* Dataset rows showing where objects appear:
[start]
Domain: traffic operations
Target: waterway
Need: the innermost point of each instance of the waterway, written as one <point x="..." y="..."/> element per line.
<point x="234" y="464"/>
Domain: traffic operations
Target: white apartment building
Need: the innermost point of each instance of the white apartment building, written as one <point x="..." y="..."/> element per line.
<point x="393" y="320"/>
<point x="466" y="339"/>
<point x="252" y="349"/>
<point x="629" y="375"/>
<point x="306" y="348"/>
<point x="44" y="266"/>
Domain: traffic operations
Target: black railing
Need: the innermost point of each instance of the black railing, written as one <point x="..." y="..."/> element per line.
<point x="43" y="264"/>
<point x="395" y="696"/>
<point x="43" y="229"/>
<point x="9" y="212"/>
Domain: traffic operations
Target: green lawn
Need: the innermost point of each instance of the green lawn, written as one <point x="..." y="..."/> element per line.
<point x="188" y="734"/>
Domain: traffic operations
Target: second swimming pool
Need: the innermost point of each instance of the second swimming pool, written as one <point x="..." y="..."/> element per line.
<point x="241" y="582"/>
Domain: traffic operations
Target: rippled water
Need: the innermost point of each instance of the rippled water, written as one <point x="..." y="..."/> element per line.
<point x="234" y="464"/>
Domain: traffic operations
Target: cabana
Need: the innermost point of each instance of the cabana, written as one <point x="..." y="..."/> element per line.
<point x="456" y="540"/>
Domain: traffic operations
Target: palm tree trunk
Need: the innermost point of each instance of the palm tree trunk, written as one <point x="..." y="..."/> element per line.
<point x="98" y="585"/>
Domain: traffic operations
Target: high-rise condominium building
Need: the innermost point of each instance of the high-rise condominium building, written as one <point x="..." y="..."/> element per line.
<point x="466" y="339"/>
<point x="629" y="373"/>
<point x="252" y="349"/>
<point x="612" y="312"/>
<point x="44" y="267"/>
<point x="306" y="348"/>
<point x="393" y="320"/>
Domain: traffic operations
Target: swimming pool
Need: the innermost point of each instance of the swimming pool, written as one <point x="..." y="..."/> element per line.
[end]
* Problem to work on:
State how many lines in the listing above contain the word "apartment", and reply with the number alone.

* Response to this exercise:
2